Dataset rows showing where objects appear:

○ ○ ○ ○

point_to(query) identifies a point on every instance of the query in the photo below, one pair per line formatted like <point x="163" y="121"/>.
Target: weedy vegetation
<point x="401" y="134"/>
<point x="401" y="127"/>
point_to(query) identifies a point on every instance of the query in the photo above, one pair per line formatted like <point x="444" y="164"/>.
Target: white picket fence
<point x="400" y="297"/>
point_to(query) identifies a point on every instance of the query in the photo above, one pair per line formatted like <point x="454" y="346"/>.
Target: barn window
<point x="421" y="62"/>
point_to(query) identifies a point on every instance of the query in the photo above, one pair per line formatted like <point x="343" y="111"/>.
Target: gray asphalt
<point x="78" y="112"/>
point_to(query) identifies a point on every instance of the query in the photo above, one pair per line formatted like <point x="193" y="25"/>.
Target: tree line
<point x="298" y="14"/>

○ ○ ○ ○

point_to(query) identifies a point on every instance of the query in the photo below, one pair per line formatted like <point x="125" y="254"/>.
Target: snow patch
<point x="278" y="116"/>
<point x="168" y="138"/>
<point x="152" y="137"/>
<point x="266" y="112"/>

○ ○ ○ ○

*Set exercise:* Gather every line of the records that contains the string "Target" and list those lines in the order they appear.

*Expected output:*
Target: weedy vegetation
Target: white picket fence
Target: barn window
Target: gray asphalt
Target: tree line
Target: snow patch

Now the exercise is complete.